Consignes et exigences: Dressez la liste de tous les États désignés par leur nom dans l'article ci-dessous sur le vote du Conseil de sécurité.

Texte à lire:
Conseil de sécurité : à quand un vote pour appliquer des sanctions à Israël ?

Fascistes israéliens
Juin 2014 - Territoires palestiniens - Rassemblement de colons et fascistes israéliens, appelant au meurtre de Palestiniens - Photo : ActiveStills.org

Par Ali Abunimah

Le Conseil de sécurité de l’ONU a voté par 14 contre 0 et une abstention – les États-Unis – une résolution condamnant les colonies israéliennes en Cisjordanie occupée.

La résolution adoptée vendredi exige qu’Israël “cesse immédiatement et complètement toutes les activités de colonisation dans les territoires palestiniens occupés, y compris Jérusalem-Est, et qu’il respecte pleinement toutes ses obligations légales à cet égard”.

C’est une déclaration claire que les activités coloniales d’Israël sont illégales, mais comme je l’ai expliqué dans une analyse jeudi, les résolutions existantes – qui n’ont pas été appliquées depuis des décennies – le font déjà.

Cette résolution, comme celles qui la précèdent, ne prévoit aucune conséquence concrète pour Israël s’il ne s’y conforme pas. Il y a aussi des éléments clés de la résolution – concernant la solution dite des deux États et le droit des Palestiniens de résister – qui selon moi érodent les droits des Palestiniens.

Mais les partisans des droits des Palestiniens vont au moins saluer le renouvellement par le Conseil de sécurité de sa condamnation de longue date du vol par Israël des terres palestiniennes. Cela donnera une impulsion aux initiatives qui visent à mettre fin à toutes les échanges avec les colonies.

Drame diplomatique

Le vote est intervenu après 24 heures d’un extraordinaire drame diplomatique et de violentes dénonciations israéliennes contre son plus grand bienfaiteur, les États-Unis.

Le jeudi, quelques heures avant que la résolution parrainée par l’Égypte devait être votée, le Caire décida ce la retirer.

Enregistrements extraits:

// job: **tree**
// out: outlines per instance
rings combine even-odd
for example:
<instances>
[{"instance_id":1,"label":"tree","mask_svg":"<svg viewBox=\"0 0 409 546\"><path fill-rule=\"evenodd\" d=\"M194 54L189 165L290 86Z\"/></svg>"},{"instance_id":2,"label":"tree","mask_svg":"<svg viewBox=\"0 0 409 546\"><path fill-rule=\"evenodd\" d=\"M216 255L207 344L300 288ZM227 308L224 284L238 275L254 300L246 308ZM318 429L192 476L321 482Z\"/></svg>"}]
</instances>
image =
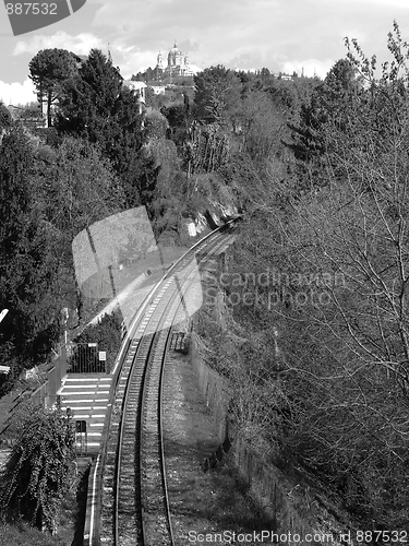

Réponse complète:
- Israël
- les États-Unis
- l'Égypte